# GIVEN DATA:

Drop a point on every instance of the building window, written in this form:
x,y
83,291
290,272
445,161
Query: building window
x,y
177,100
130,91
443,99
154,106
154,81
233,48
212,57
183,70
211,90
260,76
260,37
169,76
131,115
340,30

# GOAL OF THE EXERCISE:
Transcribe every line of the data, exactly as it stands.

# FINAL RESULT:
Drop a point on every instance of the building window, written in this form:
x,y
83,291
290,272
445,161
Query: building window
x,y
177,100
130,91
443,99
154,106
154,81
233,48
212,57
183,70
211,90
260,76
260,37
169,76
131,115
340,30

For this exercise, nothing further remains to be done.